── Text provided ──
If you have already seen General Motors’ electric-powered EN-V and thought it was merely fanciful, rest assured, the company is still endeavoring to lead it toward reality, particularly in China.
The second generation called the EN-V 2.0 is again being showcased there, this time at the ongoing Auto China 2012 show. It is an evolution of the first version shown in 2010 at Shanghai’s World Expo.
Without much further elaboration, GM said it expects to use EN-V 2.0 prototype models in pilot studies throughout China.
“Our designers and engineers are exploring a range of options for turning the EN-V concept into a reality,” said Kevin Wale, president and managing director of the GM China Group. “The EN-V 2.0 concept would use technologies such as the mobility Internet, electrification and telematics to help change the automotive landscape and ensure a sustainable future for our industry.”
The two-seater has been shown in as many as four different iterations. Some have balanced like a Segway on their two side by side wheels, although it appears GM’s rendering above rests on four wheels. GM says it has “pioneered a new automobile DNA based on the convergence of electrification and connectivity.
───
── Information provided ──
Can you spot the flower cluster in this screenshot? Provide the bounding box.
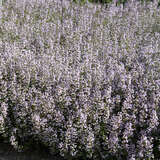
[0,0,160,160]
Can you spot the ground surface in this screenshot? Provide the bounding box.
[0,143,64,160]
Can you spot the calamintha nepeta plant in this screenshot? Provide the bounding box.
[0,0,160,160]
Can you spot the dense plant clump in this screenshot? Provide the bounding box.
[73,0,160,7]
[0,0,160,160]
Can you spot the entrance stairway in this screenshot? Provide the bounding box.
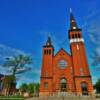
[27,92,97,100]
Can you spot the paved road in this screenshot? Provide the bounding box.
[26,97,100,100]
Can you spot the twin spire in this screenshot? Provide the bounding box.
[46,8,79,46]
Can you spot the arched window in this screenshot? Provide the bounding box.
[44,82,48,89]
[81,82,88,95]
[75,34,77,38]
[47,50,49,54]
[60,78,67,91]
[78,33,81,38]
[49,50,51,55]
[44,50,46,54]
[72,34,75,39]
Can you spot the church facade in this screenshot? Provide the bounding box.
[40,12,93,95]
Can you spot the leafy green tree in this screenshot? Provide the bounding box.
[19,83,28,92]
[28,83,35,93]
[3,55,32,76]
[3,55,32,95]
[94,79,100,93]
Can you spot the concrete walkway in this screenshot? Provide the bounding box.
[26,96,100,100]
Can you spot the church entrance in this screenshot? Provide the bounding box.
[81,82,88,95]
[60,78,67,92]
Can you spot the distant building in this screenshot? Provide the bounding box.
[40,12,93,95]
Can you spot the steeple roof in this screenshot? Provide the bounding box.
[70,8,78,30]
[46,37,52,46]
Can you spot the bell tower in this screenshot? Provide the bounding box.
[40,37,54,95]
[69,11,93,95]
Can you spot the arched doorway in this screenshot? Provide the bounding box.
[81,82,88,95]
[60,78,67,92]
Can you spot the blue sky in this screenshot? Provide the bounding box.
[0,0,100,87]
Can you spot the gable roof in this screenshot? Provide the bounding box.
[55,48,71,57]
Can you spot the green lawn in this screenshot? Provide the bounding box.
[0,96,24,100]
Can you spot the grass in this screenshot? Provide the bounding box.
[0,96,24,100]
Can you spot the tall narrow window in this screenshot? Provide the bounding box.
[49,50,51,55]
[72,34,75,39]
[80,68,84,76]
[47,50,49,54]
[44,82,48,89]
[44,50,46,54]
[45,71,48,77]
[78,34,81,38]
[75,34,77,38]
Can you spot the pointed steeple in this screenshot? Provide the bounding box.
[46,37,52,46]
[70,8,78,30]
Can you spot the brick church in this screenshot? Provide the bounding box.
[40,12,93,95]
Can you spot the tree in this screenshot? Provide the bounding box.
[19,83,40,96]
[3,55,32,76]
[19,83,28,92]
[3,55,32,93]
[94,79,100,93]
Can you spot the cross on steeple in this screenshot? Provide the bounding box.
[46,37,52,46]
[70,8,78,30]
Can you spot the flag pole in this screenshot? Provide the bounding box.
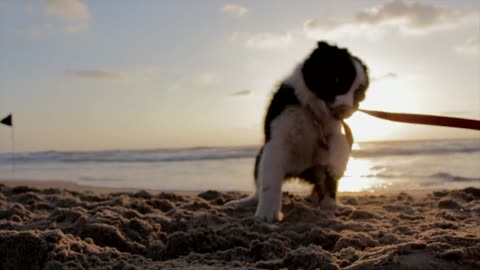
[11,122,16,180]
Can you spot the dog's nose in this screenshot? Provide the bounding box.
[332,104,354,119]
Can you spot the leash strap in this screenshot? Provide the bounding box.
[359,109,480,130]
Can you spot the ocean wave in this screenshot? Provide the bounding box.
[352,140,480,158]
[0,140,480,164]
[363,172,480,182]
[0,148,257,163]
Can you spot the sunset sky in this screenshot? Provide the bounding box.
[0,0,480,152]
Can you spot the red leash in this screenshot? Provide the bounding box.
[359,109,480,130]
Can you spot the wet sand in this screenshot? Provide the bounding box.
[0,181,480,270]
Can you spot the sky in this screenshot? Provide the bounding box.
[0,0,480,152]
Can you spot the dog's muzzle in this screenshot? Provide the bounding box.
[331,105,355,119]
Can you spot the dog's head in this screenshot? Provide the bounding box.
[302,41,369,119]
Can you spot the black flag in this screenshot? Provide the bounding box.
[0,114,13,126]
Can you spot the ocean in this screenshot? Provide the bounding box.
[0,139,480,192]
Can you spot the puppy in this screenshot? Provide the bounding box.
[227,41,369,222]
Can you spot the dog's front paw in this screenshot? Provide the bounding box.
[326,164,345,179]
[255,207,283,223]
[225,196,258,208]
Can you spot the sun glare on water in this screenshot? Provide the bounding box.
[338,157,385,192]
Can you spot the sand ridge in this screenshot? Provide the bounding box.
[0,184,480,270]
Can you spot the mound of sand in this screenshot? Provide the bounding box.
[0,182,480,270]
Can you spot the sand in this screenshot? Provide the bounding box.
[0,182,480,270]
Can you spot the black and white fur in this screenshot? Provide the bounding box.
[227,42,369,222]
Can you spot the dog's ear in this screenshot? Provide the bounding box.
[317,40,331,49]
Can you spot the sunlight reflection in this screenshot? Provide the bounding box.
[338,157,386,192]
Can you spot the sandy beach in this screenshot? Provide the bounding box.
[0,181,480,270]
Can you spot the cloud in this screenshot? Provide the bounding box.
───
── Information provided ──
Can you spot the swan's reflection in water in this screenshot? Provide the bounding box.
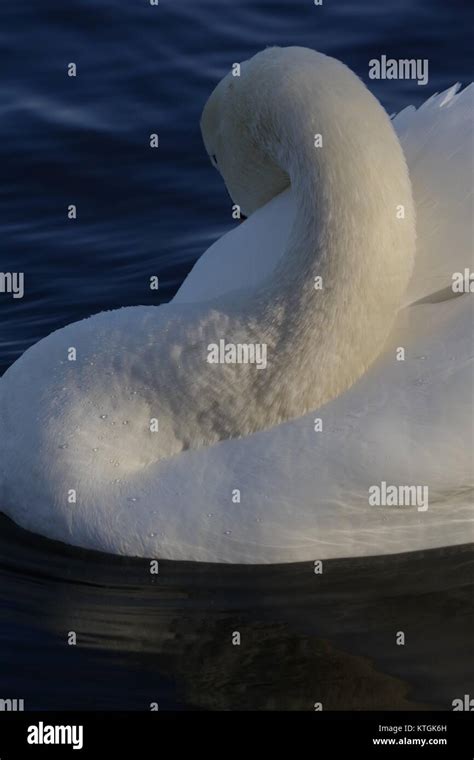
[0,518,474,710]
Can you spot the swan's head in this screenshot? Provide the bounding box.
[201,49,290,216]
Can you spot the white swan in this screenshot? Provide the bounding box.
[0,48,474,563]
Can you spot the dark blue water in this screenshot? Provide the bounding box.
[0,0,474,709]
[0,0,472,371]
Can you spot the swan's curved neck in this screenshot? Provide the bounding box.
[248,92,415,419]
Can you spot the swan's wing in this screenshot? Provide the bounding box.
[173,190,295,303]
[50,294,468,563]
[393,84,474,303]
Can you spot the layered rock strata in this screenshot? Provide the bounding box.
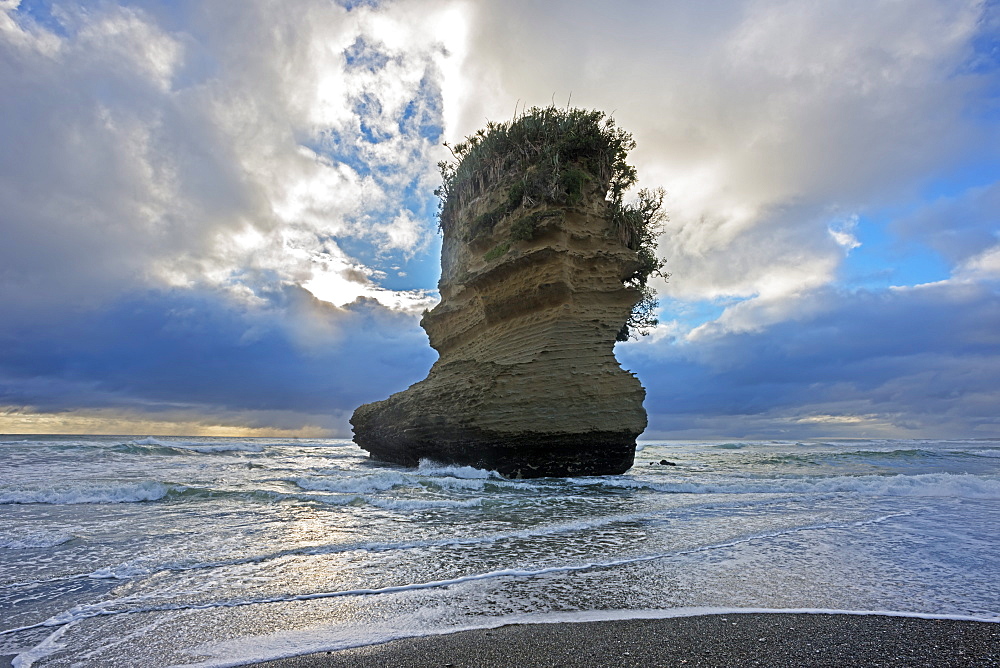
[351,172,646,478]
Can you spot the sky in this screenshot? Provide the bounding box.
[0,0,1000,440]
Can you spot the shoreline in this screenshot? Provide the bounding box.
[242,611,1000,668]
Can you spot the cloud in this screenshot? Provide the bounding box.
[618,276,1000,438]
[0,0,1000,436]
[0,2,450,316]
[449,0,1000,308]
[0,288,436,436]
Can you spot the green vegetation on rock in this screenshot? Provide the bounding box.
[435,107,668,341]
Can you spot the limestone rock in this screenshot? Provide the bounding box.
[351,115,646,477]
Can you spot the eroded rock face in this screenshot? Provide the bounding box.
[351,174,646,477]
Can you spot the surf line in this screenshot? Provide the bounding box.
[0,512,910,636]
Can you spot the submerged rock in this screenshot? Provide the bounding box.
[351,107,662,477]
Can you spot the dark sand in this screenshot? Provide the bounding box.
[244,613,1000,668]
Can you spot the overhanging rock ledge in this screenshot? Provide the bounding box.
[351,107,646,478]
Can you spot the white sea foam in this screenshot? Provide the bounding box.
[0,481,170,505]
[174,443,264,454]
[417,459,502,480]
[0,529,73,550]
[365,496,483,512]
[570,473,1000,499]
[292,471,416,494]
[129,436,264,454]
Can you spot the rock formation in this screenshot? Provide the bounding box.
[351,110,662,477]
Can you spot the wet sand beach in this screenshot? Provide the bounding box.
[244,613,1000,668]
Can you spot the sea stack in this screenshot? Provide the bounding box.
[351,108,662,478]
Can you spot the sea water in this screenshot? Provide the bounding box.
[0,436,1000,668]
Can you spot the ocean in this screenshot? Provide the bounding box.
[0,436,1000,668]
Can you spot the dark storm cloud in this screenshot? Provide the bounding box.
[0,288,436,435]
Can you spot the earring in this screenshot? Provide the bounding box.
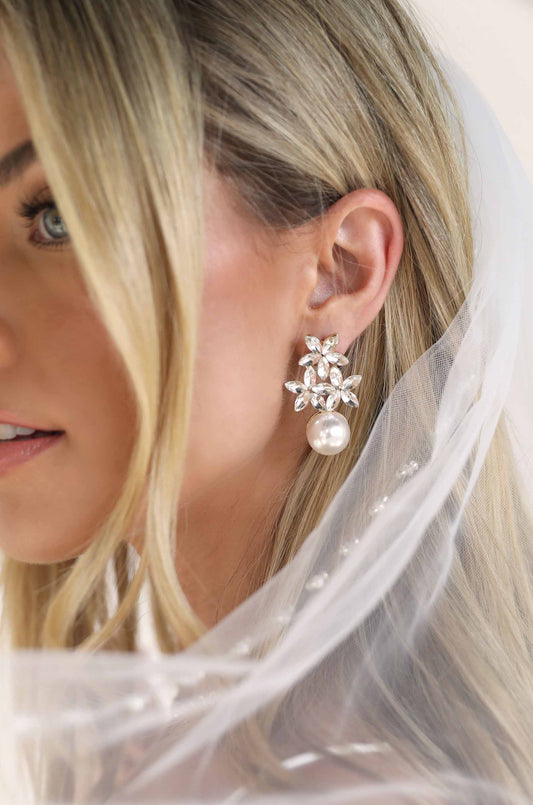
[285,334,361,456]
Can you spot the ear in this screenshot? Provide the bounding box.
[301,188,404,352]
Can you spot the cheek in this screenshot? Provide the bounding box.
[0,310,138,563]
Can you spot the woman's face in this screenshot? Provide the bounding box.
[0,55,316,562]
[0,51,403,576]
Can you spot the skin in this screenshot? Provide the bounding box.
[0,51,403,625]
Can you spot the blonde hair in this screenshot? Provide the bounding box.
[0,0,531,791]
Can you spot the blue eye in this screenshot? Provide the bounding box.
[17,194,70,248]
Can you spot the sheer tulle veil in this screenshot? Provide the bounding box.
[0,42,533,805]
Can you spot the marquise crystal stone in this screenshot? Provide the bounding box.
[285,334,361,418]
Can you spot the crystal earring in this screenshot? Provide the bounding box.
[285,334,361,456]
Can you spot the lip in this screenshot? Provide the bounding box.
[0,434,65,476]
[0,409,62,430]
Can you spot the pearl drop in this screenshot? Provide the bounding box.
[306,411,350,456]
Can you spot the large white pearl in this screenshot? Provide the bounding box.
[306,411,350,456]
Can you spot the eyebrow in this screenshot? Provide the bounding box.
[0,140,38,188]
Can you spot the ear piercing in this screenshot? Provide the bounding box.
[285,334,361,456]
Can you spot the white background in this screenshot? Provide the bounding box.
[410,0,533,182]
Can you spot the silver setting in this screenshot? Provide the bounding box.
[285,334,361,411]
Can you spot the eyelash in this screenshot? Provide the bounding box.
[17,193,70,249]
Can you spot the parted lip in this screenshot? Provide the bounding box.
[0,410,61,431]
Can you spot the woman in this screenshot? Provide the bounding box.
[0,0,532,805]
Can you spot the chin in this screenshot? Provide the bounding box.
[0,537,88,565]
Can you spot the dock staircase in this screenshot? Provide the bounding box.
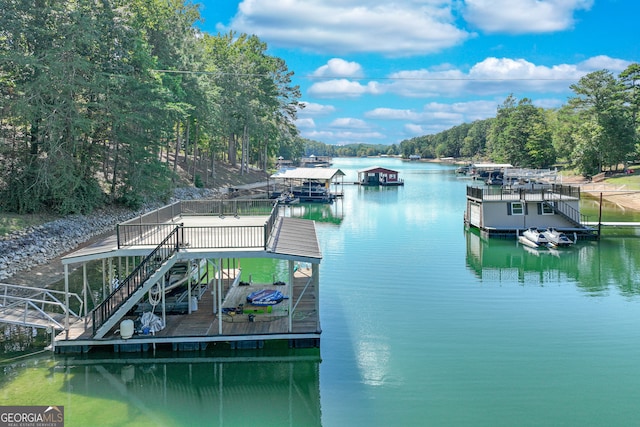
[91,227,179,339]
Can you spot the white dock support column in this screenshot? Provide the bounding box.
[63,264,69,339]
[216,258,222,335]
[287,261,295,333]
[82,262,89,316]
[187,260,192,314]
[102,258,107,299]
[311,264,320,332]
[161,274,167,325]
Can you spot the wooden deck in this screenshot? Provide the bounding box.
───
:: Exercises to complete ::
**a.** Quote the EN-V article verbatim, starting with "If you have" and going on through "studies throughout China.".
**b.** According to the EN-V article, at what event was the first version of the EN-V shown in 2010?

:: Completed exercise ::
**a.**
If you have already seen General Motors’ electric-powered EN-V and thought it was merely fanciful, rest assured, the company is still endeavoring to lead it toward reality, particularly in China.
The second generation called the EN-V 2.0 is again being showcased there, this time at the ongoing Auto China 2012 show. It is an evolution of the first version shown in 2010 at Shanghai’s World Expo.
Without much further elaboration, GM said it expects to use EN-V 2.0 prototype models in pilot studies throughout China.

**b.** Shanghai's World Expo